** Opening EXERCISE MATERIAL block **
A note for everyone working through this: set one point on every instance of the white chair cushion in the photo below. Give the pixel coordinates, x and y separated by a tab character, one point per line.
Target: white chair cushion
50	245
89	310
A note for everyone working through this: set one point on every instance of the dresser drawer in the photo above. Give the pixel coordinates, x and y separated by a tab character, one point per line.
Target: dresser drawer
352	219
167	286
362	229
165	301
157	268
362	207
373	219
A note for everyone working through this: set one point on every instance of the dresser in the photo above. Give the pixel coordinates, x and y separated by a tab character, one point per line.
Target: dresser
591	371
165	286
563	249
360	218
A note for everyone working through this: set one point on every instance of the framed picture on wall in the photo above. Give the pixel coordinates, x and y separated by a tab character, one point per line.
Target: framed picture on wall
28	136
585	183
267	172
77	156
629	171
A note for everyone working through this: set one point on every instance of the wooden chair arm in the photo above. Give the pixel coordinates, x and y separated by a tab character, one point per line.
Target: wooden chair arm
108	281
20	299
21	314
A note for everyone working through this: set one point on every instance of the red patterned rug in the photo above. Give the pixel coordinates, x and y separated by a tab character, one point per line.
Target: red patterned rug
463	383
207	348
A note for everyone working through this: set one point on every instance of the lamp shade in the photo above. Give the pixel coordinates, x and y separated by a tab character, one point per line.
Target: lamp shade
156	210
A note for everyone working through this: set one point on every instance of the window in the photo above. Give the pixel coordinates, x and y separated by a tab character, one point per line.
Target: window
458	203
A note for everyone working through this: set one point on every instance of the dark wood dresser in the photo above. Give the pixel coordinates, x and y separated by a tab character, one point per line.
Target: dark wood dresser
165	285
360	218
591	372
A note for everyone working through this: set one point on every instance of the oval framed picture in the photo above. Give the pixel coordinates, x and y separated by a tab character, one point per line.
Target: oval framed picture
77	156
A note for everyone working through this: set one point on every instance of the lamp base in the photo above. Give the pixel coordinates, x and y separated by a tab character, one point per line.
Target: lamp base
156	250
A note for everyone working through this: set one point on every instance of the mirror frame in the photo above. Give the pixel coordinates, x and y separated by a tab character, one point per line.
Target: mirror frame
** Closing EXERCISE MATERIAL block **
| ASSIGNED TASK |
Each record above needs to be reproduced exactly as written.

| RESULT |
A note for everyone working through this: set one point on every instance of the white chair cushion in the photo below. Give the pixel coordinates, x and y separated by a tab character, one point per line.
Target: white chair cushion
50	245
89	310
A note for everyone working through this: set one point on every instance of the dresser drawer in the photo above. Give the pixel coordinates, x and y separated by a tab character, one point per line.
Target: dresser drawer
352	219
167	286
362	229
165	301
157	268
362	207
373	219
A note for everyone working through this: set one point on every instance of the dresser in the photo above. Give the pixel coordinates, x and y separated by a tab character, one point per line.
Target: dresser
591	371
165	286
563	249
360	218
A note for everyone working through this: set one point on every instance of the framed picture on wall in the photo above. Give the pixel coordinates, x and y separated by a tab character, one point per line.
Target: framed picture on wall
28	136
585	183
267	172
77	156
629	171
A note for everyone working through this: set one point on every instance of the wooden chair arm in the photo above. Give the pixel coordinates, x and y separated by a tab character, one point per line.
Target: wooden chair arm
108	281
20	299
21	314
A note for everyone working through this: set one point on every instance of the red patterned rug in the photo above. Give the pixel coordinates, x and y separated by a tab character, one point per line.
Target: red patterned rug
463	383
207	348
A note for everyone working through this: set one point on every instance of the lamp shade in the photo above. Give the pixel coordinates, x and y separated by a tab character, one point per line.
Target: lamp shade
156	210
A note for everyone working through this: set one point on every instance of the window in the photo above. Give the pixel coordinates, x and y separated by a tab character, one point per line.
Target: window
458	203
A note for everyone working through this: set one point on every instance of the dark wood dresser in the photo above. Give the pixel coordinates, x and y separated by a tab character, one point per line.
Target: dark wood dresser
165	285
360	218
591	372
A note for everyone working through this: set one point on every instance of the oval framed picture in the photo above. Give the pixel coordinates, x and y separated by a tab character, one point per line.
Target: oval framed picture
77	156
A note for everyone working through this: set one point on every instance of the lamp base in the photo above. Give the pixel coordinates, x and y separated by a tab character, one point per line.
Target: lamp base
156	250
A note for everyone working through this: set one point on every instance of the mirror frame in the photo above. Give the pixel coordinates, x and y separated by a tab character, one point per line.
Target: mirror frame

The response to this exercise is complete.